WHAT YOU WILL DO:
Put every line of the entries below into a JSON list of strings, one string per line, skipping blank lines. Leave the pictures out of the list.

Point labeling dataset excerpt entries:

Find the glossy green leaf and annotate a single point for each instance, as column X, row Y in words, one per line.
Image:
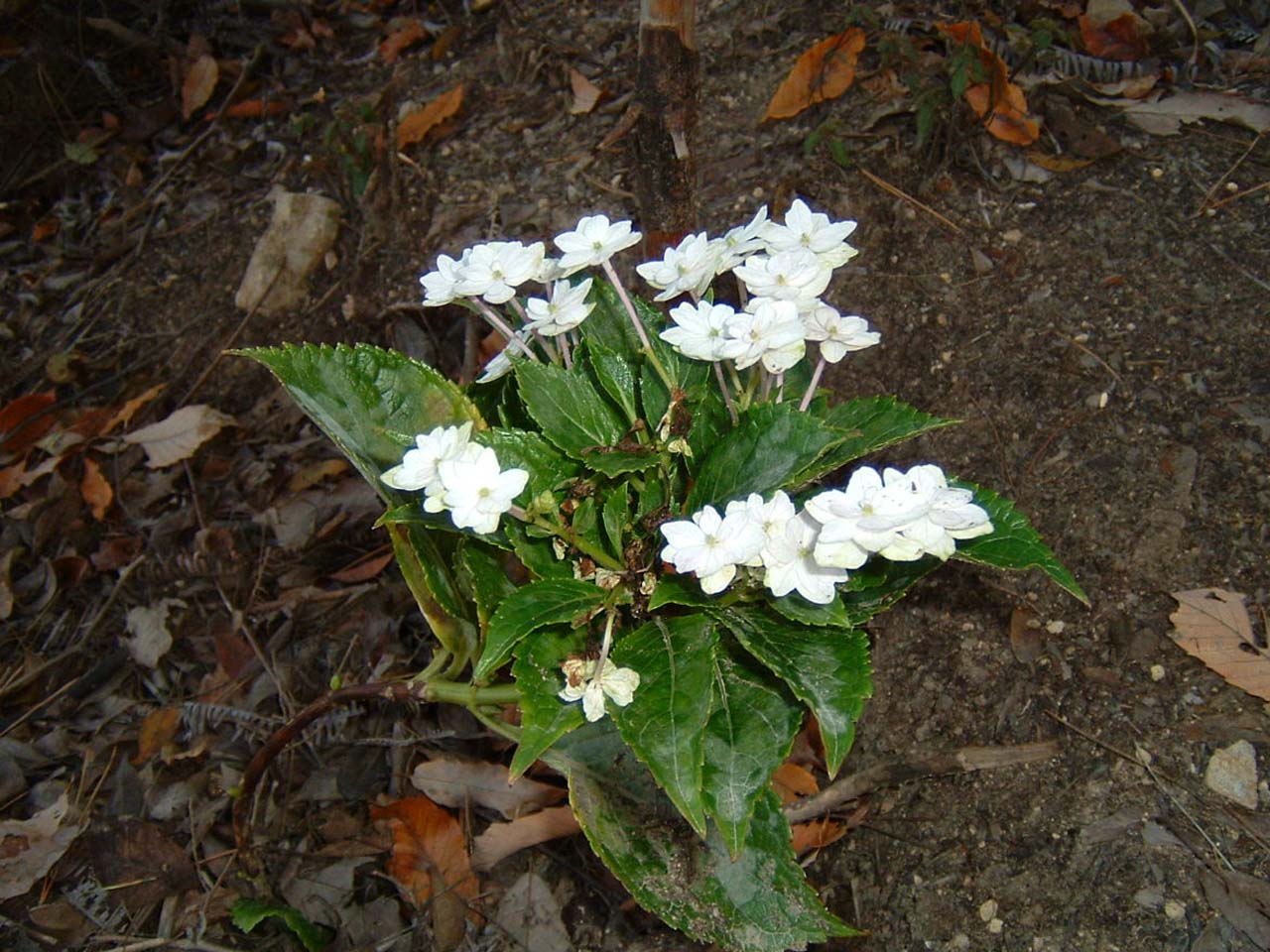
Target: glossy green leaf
column 370, row 402
column 665, row 722
column 749, row 734
column 544, row 716
column 1012, row 543
column 758, row 901
column 770, row 445
column 826, row 667
column 568, row 409
column 870, row 424
column 535, row 606
column 249, row 912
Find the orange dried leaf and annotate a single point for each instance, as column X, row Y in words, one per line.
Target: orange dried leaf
column 411, row 33
column 158, row 731
column 824, row 72
column 1214, row 626
column 416, row 126
column 95, row 489
column 199, row 81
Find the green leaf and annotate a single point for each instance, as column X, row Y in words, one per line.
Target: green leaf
column 665, row 722
column 873, row 422
column 249, row 912
column 757, row 902
column 826, row 667
column 367, row 400
column 749, row 733
column 769, row 447
column 568, row 409
column 530, row 607
column 1012, row 543
column 544, row 716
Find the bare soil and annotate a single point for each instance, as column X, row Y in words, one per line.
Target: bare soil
column 1103, row 338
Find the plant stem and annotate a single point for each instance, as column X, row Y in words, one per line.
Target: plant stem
column 811, row 385
column 639, row 326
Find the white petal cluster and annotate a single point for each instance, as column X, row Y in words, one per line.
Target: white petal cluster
column 457, row 476
column 897, row 516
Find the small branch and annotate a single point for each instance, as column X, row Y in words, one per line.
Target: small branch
column 892, row 774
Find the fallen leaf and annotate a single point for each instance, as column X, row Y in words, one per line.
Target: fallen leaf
column 95, row 489
column 28, row 848
column 408, row 35
column 148, row 626
column 177, row 436
column 461, row 783
column 500, row 839
column 416, row 126
column 1213, row 626
column 585, row 94
column 431, row 866
column 822, row 72
column 199, row 81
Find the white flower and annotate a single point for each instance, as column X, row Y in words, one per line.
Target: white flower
column 951, row 512
column 418, row 467
column 699, row 331
column 866, row 517
column 494, row 271
column 685, row 270
column 771, row 331
column 567, row 308
column 838, row 333
column 580, row 683
column 441, row 287
column 475, row 490
column 795, row 275
column 739, row 243
column 593, row 241
column 792, row 565
column 804, row 229
column 770, row 517
column 711, row 546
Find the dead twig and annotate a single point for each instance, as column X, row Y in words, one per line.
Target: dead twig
column 892, row 774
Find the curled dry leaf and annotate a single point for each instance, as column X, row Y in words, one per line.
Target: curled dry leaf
column 1214, row 626
column 177, row 436
column 822, row 72
column 417, row 126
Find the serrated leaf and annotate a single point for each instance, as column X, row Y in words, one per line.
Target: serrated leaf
column 757, row 902
column 769, row 447
column 749, row 733
column 826, row 667
column 567, row 407
column 531, row 607
column 249, row 912
column 544, row 716
column 871, row 424
column 665, row 721
column 1012, row 543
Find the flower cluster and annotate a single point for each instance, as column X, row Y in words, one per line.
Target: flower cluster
column 898, row 516
column 460, row 476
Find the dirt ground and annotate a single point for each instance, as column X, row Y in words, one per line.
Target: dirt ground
column 1103, row 338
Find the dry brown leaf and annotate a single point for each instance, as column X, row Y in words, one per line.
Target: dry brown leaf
column 585, row 94
column 1213, row 626
column 199, row 81
column 822, row 72
column 461, row 783
column 177, row 436
column 430, row 862
column 95, row 489
column 502, row 839
column 416, row 126
column 157, row 731
column 405, row 36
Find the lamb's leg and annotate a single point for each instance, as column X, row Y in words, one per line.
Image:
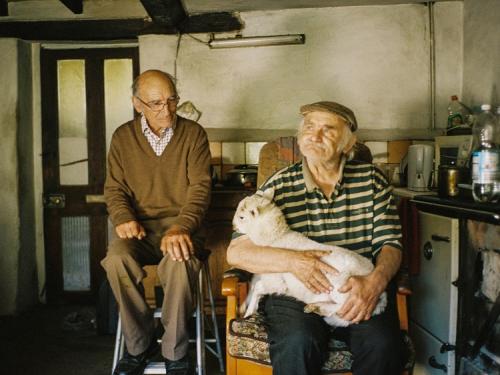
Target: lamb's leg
column 326, row 308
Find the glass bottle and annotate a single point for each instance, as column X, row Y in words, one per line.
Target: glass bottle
column 485, row 157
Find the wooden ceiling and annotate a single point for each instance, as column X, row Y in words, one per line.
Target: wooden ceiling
column 163, row 17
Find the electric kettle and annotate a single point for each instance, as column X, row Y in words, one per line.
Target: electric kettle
column 419, row 161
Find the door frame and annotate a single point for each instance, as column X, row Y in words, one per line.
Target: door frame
column 96, row 151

OUTPUT OF THE TASK:
[
  "Find the glossy green leaf and annotate a single point for each instance, as column X, row Y in words, one per line.",
  "Image:",
  "Target: glossy green leaf",
  "column 370, row 402",
  "column 665, row 722",
  "column 749, row 734",
  "column 544, row 716",
  "column 1012, row 543",
  "column 758, row 901",
  "column 770, row 445",
  "column 826, row 667",
  "column 568, row 409",
  "column 870, row 424",
  "column 535, row 606",
  "column 249, row 912",
  "Find the orange dried leaf and annotate a single point for each instance, as column X, row Y in words, one per line.",
  "Target: orange dried leaf",
  "column 411, row 33",
  "column 158, row 731",
  "column 824, row 72",
  "column 1214, row 626",
  "column 416, row 126",
  "column 95, row 489",
  "column 199, row 81",
  "Find the green leaf and annotate a single point for each instance, as column X, row Y in words, one per line.",
  "Target: green leaf",
  "column 665, row 722",
  "column 873, row 422",
  "column 249, row 912",
  "column 757, row 902",
  "column 826, row 667",
  "column 367, row 400",
  "column 749, row 733",
  "column 769, row 447",
  "column 568, row 409",
  "column 530, row 607",
  "column 1012, row 543",
  "column 544, row 716",
  "Find the bare soil and annotate a single point for each instance, as column X, row Y in words, one per line.",
  "Target: bare soil",
  "column 1103, row 338",
  "Find the plant stem and annotate a single point for each instance, as column X, row Y in words, one per line.",
  "Target: plant stem",
  "column 811, row 385",
  "column 639, row 326",
  "Find the white petal cluster and annotate a single point for each instance, as column X, row Y in words, one per line.",
  "Target: white petal cluster",
  "column 457, row 476",
  "column 897, row 516",
  "Find the small branch and annotate a single point for each instance, as column X, row Y in words, one per line.",
  "Target: small branch",
  "column 892, row 774",
  "Find the fallen leaf and annotate a single point for each instance, as column X, row Y in words, one per line.",
  "Target: fallen leaf",
  "column 95, row 489",
  "column 28, row 848",
  "column 408, row 35",
  "column 148, row 626",
  "column 177, row 436",
  "column 461, row 783",
  "column 500, row 839",
  "column 416, row 126",
  "column 1213, row 626",
  "column 585, row 94",
  "column 431, row 866",
  "column 822, row 72",
  "column 199, row 81",
  "Find the white flower and annotate a single point for each instance, as column X, row Y in words, one per line.",
  "Target: white flower",
  "column 951, row 512",
  "column 418, row 467",
  "column 699, row 331",
  "column 866, row 517",
  "column 494, row 271",
  "column 685, row 270",
  "column 771, row 331",
  "column 567, row 308",
  "column 838, row 333",
  "column 580, row 683",
  "column 441, row 287",
  "column 475, row 490",
  "column 795, row 275",
  "column 739, row 243",
  "column 593, row 241",
  "column 792, row 565",
  "column 804, row 229",
  "column 770, row 517",
  "column 711, row 546",
  "Find the dead twig and annotate a single point for each instance, as column X, row Y in words, one per line.",
  "Target: dead twig",
  "column 892, row 774",
  "Find the curled dry leaf and annotate a single point for each instance, as column X, row Y in words, one per line.",
  "Target: curled dry leaf",
  "column 1214, row 626",
  "column 177, row 436",
  "column 822, row 72",
  "column 417, row 126",
  "Find the serrated leaf and annotate a single point for each instance, as column X, row Y in words, one per line.",
  "Target: serrated leaf",
  "column 757, row 902",
  "column 769, row 447",
  "column 749, row 733",
  "column 826, row 667",
  "column 567, row 407",
  "column 531, row 607",
  "column 249, row 912",
  "column 544, row 716",
  "column 871, row 424",
  "column 665, row 721",
  "column 1012, row 543",
  "Find the flower cluster and annotate a single point for each instance, as column X, row Y in words, one per line.",
  "Target: flower cluster",
  "column 898, row 516",
  "column 460, row 476",
  "Find the dirt ground and annotate a single point for each instance, as column X, row Y in words, one per line.",
  "Target: dirt ground",
  "column 1103, row 338",
  "Find the dry brown leaf and annotate a single point for each instance, as column X, row Y in words, one per line.",
  "Target: dry brown leaf",
  "column 585, row 94",
  "column 1213, row 626",
  "column 199, row 81",
  "column 822, row 72",
  "column 461, row 783",
  "column 177, row 436",
  "column 430, row 862",
  "column 95, row 489",
  "column 502, row 839",
  "column 416, row 126",
  "column 157, row 731",
  "column 405, row 36",
  "Find the lamb's leg and annotate a single point for each instance, as column X, row Y in words, one per line.",
  "Image:",
  "Target: lamb's leg",
  "column 326, row 308",
  "Find the glass bottle and annotate a single point for each instance, as column X, row Y in words, one per line.",
  "Target: glass bottle",
  "column 485, row 157",
  "Find the wooden ceiling and annotate a single point for each instance, as column X, row Y in words, one per line.",
  "Target: wooden ceiling",
  "column 163, row 17",
  "Find the electric kettle and annotate a single point for each instance, as column X, row Y in words, one per line.",
  "Target: electric kettle",
  "column 419, row 161",
  "Find the door frame and annotate a single point for each instance, as column X, row Y in words, one per line.",
  "Target: door frame",
  "column 96, row 151"
]